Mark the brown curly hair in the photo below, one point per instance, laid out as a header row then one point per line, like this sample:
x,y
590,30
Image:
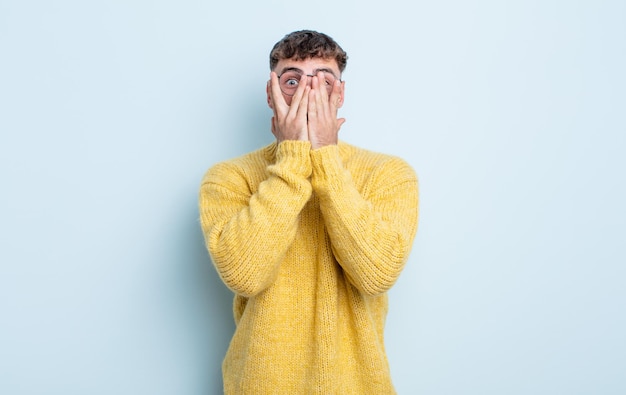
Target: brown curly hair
x,y
305,44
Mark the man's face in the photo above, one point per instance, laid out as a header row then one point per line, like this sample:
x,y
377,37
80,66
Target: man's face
x,y
289,72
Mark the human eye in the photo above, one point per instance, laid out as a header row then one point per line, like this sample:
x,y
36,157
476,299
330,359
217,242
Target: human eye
x,y
292,82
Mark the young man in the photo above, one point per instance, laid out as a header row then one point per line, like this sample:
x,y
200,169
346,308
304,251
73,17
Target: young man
x,y
309,233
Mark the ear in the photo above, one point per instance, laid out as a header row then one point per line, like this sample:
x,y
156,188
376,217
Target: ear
x,y
267,92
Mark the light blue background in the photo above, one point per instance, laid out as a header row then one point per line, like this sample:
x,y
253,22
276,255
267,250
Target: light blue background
x,y
512,113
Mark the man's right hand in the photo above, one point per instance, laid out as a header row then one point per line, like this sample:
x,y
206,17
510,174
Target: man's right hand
x,y
290,120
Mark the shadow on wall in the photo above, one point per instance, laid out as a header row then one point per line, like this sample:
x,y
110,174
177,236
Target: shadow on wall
x,y
212,321
246,133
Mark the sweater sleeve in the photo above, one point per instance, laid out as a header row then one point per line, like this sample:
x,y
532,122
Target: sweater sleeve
x,y
247,234
371,233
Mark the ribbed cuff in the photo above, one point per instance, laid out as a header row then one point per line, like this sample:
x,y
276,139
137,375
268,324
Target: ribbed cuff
x,y
293,155
327,165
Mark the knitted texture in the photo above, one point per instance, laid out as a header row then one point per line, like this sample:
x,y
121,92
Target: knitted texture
x,y
309,241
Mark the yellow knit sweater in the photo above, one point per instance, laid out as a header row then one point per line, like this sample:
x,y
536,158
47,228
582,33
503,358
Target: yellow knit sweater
x,y
309,241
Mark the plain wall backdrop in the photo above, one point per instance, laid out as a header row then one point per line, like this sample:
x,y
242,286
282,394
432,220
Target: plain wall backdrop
x,y
513,114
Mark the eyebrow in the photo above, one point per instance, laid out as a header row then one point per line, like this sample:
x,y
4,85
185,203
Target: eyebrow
x,y
300,71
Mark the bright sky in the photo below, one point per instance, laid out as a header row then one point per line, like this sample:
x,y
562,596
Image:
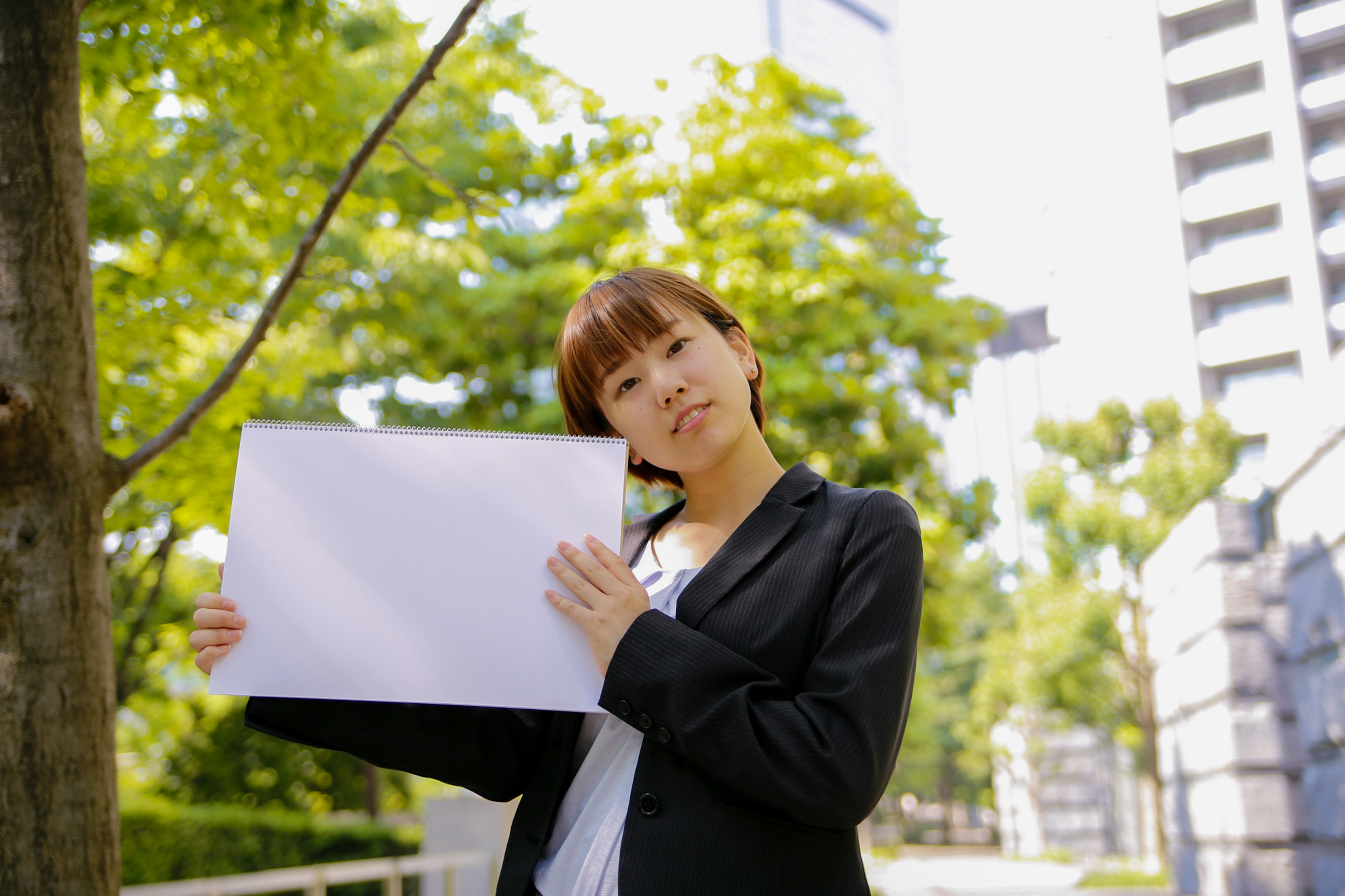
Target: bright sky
x,y
1036,131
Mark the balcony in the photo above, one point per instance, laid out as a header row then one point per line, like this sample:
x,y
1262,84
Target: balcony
x,y
1332,244
1238,263
1225,121
1230,192
1260,400
1324,97
1328,169
1319,25
1336,317
1214,54
1169,8
1261,333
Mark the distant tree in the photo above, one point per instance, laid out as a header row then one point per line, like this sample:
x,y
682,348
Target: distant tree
x,y
58,809
1108,493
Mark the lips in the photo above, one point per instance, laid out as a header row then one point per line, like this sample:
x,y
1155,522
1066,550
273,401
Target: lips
x,y
693,414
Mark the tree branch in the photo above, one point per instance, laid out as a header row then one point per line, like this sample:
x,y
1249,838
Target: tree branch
x,y
128,467
467,201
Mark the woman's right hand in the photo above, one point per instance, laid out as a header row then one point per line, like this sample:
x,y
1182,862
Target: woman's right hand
x,y
219,627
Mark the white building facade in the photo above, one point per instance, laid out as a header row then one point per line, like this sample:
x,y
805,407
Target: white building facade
x,y
1257,100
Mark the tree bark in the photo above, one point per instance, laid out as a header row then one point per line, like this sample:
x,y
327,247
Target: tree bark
x,y
58,809
1152,785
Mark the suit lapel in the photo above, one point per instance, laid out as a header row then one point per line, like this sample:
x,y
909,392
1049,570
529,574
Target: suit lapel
x,y
750,544
635,536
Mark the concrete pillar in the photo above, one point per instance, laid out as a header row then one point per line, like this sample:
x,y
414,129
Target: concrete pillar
x,y
466,822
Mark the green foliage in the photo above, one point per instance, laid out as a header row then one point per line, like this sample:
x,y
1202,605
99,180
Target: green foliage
x,y
1108,493
1126,878
163,841
1122,481
213,135
197,750
212,138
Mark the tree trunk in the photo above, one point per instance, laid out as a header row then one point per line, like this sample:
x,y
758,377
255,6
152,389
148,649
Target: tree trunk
x,y
372,794
1154,844
58,808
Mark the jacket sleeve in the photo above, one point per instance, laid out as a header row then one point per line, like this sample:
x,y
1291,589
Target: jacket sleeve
x,y
491,752
822,755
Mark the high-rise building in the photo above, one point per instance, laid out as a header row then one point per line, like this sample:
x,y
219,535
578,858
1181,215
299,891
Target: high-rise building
x,y
1257,99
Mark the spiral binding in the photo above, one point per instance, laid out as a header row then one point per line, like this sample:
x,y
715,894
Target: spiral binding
x,y
424,431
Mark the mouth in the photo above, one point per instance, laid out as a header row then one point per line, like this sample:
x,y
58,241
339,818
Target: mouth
x,y
690,418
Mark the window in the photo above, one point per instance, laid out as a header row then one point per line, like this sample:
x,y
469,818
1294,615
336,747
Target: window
x,y
1223,88
1228,157
1327,136
1223,230
1324,64
1226,307
1263,384
1206,23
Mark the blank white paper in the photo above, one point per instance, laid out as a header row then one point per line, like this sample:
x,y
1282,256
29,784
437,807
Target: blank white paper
x,y
407,567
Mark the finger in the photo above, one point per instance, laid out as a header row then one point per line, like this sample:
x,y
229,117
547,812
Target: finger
x,y
613,560
206,658
592,570
204,638
214,602
568,607
219,619
586,590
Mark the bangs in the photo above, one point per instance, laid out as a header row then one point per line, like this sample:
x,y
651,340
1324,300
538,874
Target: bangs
x,y
616,319
608,329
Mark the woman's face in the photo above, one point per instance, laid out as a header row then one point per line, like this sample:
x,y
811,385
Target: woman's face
x,y
684,403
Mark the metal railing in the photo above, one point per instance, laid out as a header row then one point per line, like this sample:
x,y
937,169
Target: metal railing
x,y
315,879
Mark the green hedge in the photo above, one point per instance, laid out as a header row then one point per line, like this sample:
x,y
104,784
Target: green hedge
x,y
173,841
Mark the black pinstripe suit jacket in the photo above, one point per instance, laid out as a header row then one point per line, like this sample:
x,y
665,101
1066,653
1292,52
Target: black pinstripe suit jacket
x,y
773,707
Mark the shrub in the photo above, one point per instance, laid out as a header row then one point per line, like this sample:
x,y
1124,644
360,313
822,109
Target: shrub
x,y
165,841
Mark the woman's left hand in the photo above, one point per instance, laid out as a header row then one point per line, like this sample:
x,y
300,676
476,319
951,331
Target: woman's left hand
x,y
608,587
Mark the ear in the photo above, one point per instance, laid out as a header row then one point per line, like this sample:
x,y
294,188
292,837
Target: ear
x,y
747,357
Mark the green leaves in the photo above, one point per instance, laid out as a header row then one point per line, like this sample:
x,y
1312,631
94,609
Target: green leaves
x,y
1108,493
214,131
1122,481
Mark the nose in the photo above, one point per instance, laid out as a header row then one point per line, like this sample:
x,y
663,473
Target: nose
x,y
669,385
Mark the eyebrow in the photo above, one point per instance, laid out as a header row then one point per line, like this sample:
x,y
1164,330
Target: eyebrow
x,y
613,365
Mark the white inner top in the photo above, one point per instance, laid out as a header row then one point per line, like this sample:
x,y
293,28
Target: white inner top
x,y
583,855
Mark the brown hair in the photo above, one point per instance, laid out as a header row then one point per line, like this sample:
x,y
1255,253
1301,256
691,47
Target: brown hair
x,y
618,318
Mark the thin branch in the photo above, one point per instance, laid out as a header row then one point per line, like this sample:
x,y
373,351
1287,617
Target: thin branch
x,y
162,554
467,201
128,467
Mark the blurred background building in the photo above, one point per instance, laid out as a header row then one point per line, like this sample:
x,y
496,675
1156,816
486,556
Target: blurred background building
x,y
1257,96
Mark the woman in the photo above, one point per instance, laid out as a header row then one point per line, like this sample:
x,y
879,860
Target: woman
x,y
758,641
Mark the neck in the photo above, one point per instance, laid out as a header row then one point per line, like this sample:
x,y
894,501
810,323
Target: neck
x,y
725,494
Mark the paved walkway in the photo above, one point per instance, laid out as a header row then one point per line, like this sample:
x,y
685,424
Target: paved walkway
x,y
933,872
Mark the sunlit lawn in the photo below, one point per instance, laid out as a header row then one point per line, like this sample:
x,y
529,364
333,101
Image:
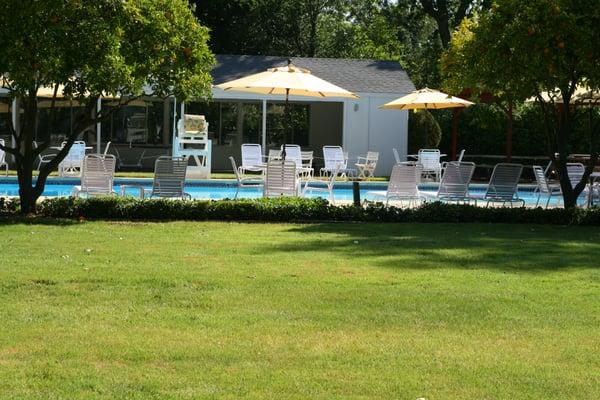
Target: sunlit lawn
x,y
223,310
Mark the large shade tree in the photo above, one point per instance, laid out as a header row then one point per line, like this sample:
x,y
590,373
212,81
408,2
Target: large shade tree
x,y
518,50
83,50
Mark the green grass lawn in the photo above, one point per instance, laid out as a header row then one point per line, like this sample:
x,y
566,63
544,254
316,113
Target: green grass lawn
x,y
326,311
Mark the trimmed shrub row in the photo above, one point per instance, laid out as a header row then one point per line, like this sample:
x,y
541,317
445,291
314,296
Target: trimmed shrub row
x,y
294,209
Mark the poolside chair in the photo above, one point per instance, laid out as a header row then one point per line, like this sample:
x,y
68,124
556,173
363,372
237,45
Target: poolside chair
x,y
366,165
3,162
307,159
429,160
503,186
73,161
461,154
543,186
396,155
252,158
317,186
169,178
242,181
404,184
454,185
294,153
335,159
97,174
281,179
43,158
274,154
575,172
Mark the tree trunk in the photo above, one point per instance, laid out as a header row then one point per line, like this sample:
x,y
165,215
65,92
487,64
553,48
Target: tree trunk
x,y
509,132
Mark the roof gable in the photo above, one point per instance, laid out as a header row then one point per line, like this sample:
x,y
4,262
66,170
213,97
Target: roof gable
x,y
359,76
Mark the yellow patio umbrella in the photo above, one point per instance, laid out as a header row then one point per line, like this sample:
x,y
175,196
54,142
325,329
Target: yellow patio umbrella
x,y
427,99
430,99
287,80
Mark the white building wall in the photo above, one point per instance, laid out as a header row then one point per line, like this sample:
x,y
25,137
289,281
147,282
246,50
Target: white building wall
x,y
365,128
368,128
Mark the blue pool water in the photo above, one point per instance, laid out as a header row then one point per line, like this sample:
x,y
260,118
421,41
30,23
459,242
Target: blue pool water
x,y
223,189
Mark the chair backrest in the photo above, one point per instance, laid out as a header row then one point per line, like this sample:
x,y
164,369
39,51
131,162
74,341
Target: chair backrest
x,y
169,176
251,155
575,172
404,181
274,154
334,156
396,155
430,159
76,152
235,169
540,178
307,158
281,179
371,159
504,182
97,173
456,179
293,152
107,148
2,153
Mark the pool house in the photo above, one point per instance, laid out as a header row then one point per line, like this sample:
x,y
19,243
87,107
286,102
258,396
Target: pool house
x,y
144,130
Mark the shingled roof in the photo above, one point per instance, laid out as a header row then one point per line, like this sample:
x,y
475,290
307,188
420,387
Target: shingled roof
x,y
359,76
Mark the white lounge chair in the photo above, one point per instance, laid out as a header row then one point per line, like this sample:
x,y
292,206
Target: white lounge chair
x,y
335,159
461,154
396,155
429,160
503,185
366,165
3,162
169,178
317,186
307,160
73,161
252,158
403,186
97,174
575,172
454,185
242,182
543,186
281,179
43,158
294,153
274,155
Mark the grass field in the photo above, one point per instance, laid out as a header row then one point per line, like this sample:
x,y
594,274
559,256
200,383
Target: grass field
x,y
330,311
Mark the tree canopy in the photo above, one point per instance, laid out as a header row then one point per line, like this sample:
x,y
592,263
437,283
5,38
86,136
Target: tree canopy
x,y
83,50
519,50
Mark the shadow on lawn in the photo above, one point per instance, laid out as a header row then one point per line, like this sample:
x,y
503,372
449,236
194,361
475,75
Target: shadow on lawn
x,y
36,221
510,248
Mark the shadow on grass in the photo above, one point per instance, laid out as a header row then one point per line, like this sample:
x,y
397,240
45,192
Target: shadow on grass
x,y
510,248
14,220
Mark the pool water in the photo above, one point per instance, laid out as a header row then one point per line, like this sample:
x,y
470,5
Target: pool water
x,y
224,189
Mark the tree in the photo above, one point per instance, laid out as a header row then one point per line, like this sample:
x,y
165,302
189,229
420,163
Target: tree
x,y
543,49
85,50
448,14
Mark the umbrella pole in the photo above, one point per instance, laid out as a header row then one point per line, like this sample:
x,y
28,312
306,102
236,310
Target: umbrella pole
x,y
288,123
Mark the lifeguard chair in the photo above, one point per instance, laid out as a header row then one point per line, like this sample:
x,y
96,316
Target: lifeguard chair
x,y
192,142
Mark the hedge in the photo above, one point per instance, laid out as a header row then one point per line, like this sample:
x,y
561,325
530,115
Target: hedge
x,y
293,209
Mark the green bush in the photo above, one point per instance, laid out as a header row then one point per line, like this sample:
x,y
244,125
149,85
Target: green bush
x,y
423,131
294,210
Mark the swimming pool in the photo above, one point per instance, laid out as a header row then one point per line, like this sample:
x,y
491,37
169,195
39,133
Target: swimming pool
x,y
215,189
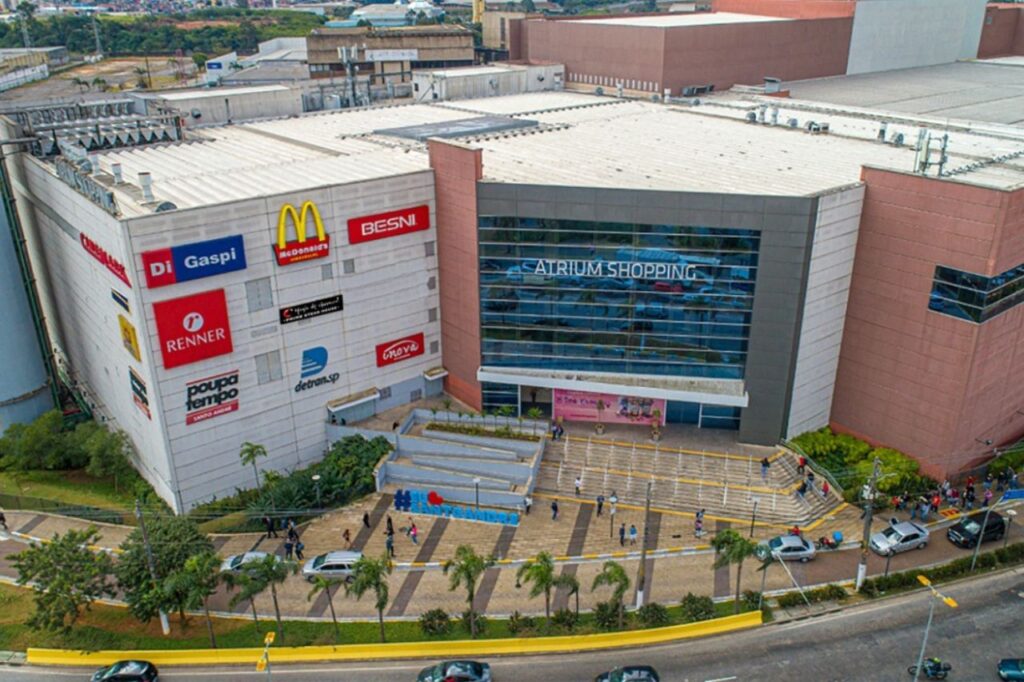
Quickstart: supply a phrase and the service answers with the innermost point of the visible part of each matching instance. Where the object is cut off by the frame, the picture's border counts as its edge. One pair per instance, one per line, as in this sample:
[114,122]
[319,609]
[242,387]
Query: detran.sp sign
[194,261]
[399,349]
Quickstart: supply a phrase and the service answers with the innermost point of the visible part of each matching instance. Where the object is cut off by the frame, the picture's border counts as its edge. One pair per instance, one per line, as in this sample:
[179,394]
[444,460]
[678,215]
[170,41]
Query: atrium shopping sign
[619,269]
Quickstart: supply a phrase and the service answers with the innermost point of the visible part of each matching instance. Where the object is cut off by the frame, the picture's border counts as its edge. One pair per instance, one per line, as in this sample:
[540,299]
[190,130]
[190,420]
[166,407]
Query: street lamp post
[935,595]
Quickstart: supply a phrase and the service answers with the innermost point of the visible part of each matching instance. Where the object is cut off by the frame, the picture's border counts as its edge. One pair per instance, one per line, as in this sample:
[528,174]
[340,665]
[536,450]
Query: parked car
[630,674]
[1011,669]
[791,548]
[968,529]
[456,671]
[127,671]
[899,538]
[332,564]
[237,562]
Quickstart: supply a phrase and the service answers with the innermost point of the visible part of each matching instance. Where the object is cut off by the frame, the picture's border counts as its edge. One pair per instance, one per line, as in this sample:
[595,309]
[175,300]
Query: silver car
[332,564]
[899,538]
[791,548]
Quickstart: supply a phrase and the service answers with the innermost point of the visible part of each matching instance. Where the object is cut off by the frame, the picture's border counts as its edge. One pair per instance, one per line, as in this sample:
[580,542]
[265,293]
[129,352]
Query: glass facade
[656,299]
[976,297]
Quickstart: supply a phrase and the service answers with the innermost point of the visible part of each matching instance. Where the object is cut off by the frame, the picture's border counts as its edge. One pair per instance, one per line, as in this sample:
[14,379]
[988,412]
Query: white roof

____

YOUR GOAL: Among the records above, which lines hold the word "below"? Copy each one.

EXPECTED ANSWER:
Mark the brown curly hair in the photo below, one point per instance, laid out as a header row then one point per line, like this sample:
Mark the bright sky in the photo below, one point per instance, laid out as a header row then one point per line, like this sample:
Mark the sunlit lawn in the photo below, one point per instance, laid out as a header row then one point per line, like this sample:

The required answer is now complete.